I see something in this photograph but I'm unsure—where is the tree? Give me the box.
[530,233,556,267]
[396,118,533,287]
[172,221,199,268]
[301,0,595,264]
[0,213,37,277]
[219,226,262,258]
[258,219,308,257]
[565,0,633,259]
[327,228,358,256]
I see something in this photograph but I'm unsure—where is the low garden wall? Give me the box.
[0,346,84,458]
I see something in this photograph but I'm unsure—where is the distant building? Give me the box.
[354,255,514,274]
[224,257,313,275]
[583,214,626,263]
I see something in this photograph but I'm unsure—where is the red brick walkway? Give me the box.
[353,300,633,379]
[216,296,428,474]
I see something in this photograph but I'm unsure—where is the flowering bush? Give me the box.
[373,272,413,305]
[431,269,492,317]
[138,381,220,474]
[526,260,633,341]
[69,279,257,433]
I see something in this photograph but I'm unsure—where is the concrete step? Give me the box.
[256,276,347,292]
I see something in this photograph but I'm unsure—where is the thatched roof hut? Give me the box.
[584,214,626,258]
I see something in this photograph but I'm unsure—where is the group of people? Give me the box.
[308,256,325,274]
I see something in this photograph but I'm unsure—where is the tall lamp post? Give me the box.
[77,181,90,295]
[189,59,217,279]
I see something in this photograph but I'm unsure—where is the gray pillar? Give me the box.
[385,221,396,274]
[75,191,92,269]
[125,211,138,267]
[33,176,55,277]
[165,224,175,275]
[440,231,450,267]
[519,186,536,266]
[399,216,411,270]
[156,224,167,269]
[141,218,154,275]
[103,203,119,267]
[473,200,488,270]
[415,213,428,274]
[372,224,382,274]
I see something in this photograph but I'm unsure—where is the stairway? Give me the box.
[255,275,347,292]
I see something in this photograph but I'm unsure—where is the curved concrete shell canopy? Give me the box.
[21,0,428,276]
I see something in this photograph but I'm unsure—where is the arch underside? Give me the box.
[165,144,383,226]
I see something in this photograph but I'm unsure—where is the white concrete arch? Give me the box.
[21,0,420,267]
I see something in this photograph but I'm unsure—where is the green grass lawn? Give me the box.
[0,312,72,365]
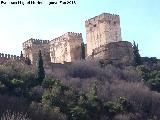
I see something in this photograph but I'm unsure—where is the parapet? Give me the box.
[85,13,120,27]
[0,53,20,60]
[23,38,50,47]
[50,32,82,44]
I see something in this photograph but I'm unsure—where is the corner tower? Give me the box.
[85,13,122,56]
[50,32,83,63]
[23,38,50,65]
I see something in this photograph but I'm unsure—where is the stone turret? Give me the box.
[50,32,82,63]
[85,13,122,56]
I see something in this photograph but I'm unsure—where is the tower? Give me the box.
[85,13,122,56]
[50,32,82,63]
[23,38,50,65]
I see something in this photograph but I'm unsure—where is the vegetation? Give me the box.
[81,42,86,59]
[133,41,141,66]
[0,47,160,120]
[37,50,45,84]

※

→ To be done:
Shift every box coordinate up by 58 and repeat each line from the first line above through the line with "[0,346,84,458]", changing nothing else in those lines.

→ Right answer:
I see something in this photograph but I'm unsure—where is the tree? Give me the box.
[588,291,614,325]
[454,176,591,345]
[230,279,257,326]
[359,58,653,322]
[58,271,95,335]
[277,284,320,316]
[316,277,366,315]
[623,58,691,317]
[385,286,416,314]
I see something in this photograph but I'm unsure—where is the low garden wall? Give me the box.
[58,404,142,516]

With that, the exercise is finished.